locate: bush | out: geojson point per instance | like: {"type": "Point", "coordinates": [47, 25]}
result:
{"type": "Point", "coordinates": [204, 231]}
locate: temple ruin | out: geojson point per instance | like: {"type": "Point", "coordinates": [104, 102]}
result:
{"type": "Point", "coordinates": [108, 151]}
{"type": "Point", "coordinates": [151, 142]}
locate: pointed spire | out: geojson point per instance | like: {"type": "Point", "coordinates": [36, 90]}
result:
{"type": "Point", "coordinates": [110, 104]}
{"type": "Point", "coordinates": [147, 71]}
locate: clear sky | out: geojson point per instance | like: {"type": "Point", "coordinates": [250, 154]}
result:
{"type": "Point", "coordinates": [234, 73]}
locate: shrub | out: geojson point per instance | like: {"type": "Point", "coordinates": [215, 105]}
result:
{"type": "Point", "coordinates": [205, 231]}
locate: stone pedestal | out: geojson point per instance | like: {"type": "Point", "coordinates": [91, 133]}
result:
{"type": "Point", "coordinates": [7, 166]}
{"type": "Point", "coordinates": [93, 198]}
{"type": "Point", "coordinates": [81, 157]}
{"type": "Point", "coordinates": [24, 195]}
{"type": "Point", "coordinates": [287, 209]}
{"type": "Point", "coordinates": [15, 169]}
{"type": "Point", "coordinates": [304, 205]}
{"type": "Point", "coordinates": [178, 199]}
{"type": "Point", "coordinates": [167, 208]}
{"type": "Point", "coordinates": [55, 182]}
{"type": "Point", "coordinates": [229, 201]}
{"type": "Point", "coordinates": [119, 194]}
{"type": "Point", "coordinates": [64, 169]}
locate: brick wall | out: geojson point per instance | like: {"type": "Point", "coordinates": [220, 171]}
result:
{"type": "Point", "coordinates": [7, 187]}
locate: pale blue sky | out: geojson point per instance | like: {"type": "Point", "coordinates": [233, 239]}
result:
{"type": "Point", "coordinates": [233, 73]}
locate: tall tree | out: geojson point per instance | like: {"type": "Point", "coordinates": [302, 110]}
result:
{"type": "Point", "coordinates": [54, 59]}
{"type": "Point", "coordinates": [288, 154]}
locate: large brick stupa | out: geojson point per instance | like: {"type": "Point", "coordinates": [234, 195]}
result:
+===+
◆ Required task:
Write out everything from the line containing "locate: shrub |" down to the final line of the rows, both ends included, with each line unchanged.

◆ Written solution:
locate: shrub | out: geojson point per instance | like: {"type": "Point", "coordinates": [215, 105]}
result:
{"type": "Point", "coordinates": [205, 231]}
locate: stone pedestal | out: geojson point per instance | like: {"type": "Point", "coordinates": [91, 133]}
result:
{"type": "Point", "coordinates": [7, 166]}
{"type": "Point", "coordinates": [93, 198]}
{"type": "Point", "coordinates": [81, 157]}
{"type": "Point", "coordinates": [24, 195]}
{"type": "Point", "coordinates": [287, 209]}
{"type": "Point", "coordinates": [15, 169]}
{"type": "Point", "coordinates": [304, 205]}
{"type": "Point", "coordinates": [178, 199]}
{"type": "Point", "coordinates": [167, 208]}
{"type": "Point", "coordinates": [55, 182]}
{"type": "Point", "coordinates": [229, 201]}
{"type": "Point", "coordinates": [119, 194]}
{"type": "Point", "coordinates": [64, 169]}
locate: brick wall | out: geojson point per instance | like: {"type": "Point", "coordinates": [220, 171]}
result:
{"type": "Point", "coordinates": [7, 187]}
locate: pale blue sky | out: geojson point per instance | like: {"type": "Point", "coordinates": [233, 239]}
result:
{"type": "Point", "coordinates": [233, 73]}
locate: tall tree | out: geojson point per instance | like: {"type": "Point", "coordinates": [302, 110]}
result:
{"type": "Point", "coordinates": [54, 59]}
{"type": "Point", "coordinates": [288, 154]}
locate: large brick stupa | out: geojson point per instance | like: {"type": "Point", "coordinates": [234, 195]}
result:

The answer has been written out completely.